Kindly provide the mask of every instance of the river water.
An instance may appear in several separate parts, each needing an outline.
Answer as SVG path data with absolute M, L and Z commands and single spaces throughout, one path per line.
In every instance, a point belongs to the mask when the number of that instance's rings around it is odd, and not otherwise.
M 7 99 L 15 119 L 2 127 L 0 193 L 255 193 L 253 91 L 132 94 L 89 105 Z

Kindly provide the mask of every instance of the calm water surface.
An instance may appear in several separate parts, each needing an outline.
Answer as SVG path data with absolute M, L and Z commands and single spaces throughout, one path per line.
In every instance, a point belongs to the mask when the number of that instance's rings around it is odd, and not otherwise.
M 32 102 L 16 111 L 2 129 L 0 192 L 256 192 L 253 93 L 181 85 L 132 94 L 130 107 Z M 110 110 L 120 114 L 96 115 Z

◇ ◇ ◇ ◇

JOB: Shift the material from the line containing "Kindly provide the mask of every instance of the calm" through its end by 145: write that stretch out again with the requests, adding 145 to every coordinate in the answers.

OUTPUT OF THE EXERCISE:
Kindly provide the mask of every instance of the calm water surface.
An instance may appear in several separate parts, each needing an outline.
Answer as SVG path data with absolute M, L and Z commands and single spaces throughout, one path per line.
In every instance, a point belongs to the mask when the number of that instance's rings around it is odd, and not otherwise.
M 177 247 L 161 256 L 147 274 L 145 337 L 401 337 L 398 238 L 326 230 L 277 239 L 275 252 Z M 255 255 L 265 259 L 241 260 Z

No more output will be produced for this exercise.